REQUIRED TASK »
Arrange every line of the items below as a Markdown table with the columns "Row" and "Line," numbering the rows in order and leaving out any blank lines.

DATA FOR THIS EXERCISE »
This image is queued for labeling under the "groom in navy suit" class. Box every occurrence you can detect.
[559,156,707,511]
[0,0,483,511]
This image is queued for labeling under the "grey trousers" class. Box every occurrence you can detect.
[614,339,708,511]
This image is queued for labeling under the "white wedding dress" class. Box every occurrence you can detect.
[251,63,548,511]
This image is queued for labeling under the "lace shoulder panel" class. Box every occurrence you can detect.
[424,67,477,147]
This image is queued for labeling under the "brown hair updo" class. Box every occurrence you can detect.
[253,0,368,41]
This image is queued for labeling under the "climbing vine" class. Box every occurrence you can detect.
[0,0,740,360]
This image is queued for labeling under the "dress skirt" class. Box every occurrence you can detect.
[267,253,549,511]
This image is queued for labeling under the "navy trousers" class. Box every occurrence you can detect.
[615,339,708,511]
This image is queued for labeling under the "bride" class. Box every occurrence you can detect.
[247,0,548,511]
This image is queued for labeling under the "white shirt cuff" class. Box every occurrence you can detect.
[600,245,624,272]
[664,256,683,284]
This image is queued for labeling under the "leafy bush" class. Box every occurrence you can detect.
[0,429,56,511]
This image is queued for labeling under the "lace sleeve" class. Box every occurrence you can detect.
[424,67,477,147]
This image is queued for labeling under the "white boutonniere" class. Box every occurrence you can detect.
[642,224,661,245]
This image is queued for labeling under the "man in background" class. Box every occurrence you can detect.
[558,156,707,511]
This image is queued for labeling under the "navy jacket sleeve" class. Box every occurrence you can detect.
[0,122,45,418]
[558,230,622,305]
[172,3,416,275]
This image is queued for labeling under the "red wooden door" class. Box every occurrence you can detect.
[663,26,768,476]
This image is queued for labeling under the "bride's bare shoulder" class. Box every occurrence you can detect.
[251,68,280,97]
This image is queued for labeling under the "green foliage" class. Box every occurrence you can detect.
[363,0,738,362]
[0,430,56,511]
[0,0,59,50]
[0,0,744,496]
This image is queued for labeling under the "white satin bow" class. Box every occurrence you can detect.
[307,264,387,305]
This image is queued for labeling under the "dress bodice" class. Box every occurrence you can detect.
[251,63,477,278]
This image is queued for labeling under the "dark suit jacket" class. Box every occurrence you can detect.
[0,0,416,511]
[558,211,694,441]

FINISHED ANSWER »
| Row | Line |
|---|---|
| 1 | This image is queued for labeling under the "groom in navy suit" class. Box every occurrence you can detect. |
| 2 | [559,156,707,511] |
| 3 | [0,0,483,511] |
| 4 | This image is queued for labeling under the "grey trousers" class. Box every occurrence you can detect. |
| 5 | [614,339,708,511] |
| 6 | This image is queued for labeling under the "white wedding dress" class. Box every occurrence you can detect. |
| 7 | [251,63,548,511] |
| 8 | This image is queued for labeling under the "lace shoulder panel" class. Box every occurrence you can detect. |
| 9 | [424,67,477,147] |
| 10 | This image is queued for labeling under the "brown hair updo" class. Box every occurrence you can detect. |
| 11 | [253,0,368,41] |
| 12 | This image is queued for labeling under the "climbing vine" class. Box every occurrence you can detect. |
| 13 | [0,0,740,360] |
| 14 | This image is queued for labeling under the "dress skirt" class. Box every occurrence you can detect. |
| 15 | [267,253,549,511] |
| 16 | This image is queued for labeling under the "navy trousers" class. Box every occurrence you can detect. |
| 17 | [615,339,708,511] |
| 18 | This image is queued for labeling under the "bride" class. Box every occurrence you can detect. |
| 19 | [247,0,548,511] |
| 20 | This image is queued for labeling under the "white shirt cuff" class. Box every occurrence you can detect. |
| 21 | [600,245,624,272] |
| 22 | [664,256,683,284] |
| 23 | This image is queued for labeling under the "leafy bush" class. Box every occurrence you can detect. |
| 24 | [0,429,56,511] |
| 25 | This image is queued for labeling under the "lace sleeve" class. Box every occurrence you can detect. |
| 26 | [424,67,477,147] |
| 27 | This image is queued for labeling under the "white boutonniere" class. Box every occurrence you can detect. |
| 28 | [642,224,661,245] |
| 29 | This image is queued for labeling under the "man in background" class. Box every occurrence you can detect. |
| 30 | [558,156,707,511] |
| 31 | This image is queued for labeling under the "navy jacket sleeve" class. Box every occurrence you can detect. |
| 32 | [0,122,45,418] |
| 33 | [558,230,622,305] |
| 34 | [172,3,416,275] |
| 35 | This image is queued for labeling under the "red wooden door" class. Box every occurrence you can detect. |
| 36 | [663,26,768,476] |
| 37 | This image is queued for labeling under the "bride's bare shoulder" class. Box every occurrence you can detect. |
| 38 | [251,68,280,97] |
| 39 | This image is queued for labeling under the "green foliage" class. Box every occurrence you can detect. |
| 40 | [363,0,738,362] |
| 41 | [0,430,56,511] |
| 42 | [0,0,59,50] |
| 43 | [0,0,744,496] |
| 44 | This image is queued for labeling under the "white satin bow" class. Box every occurrence you can detect. |
| 45 | [307,264,387,305] |
| 46 | This image is queued for labeling under the "dress bodice" class. Box every occurrence you can detect. |
| 47 | [251,63,477,278] |
| 48 | This image is queued for labeling under the "dark suit jacket" class. Box every occurrence you can detect. |
| 49 | [0,0,416,511] |
| 50 | [558,211,694,441] |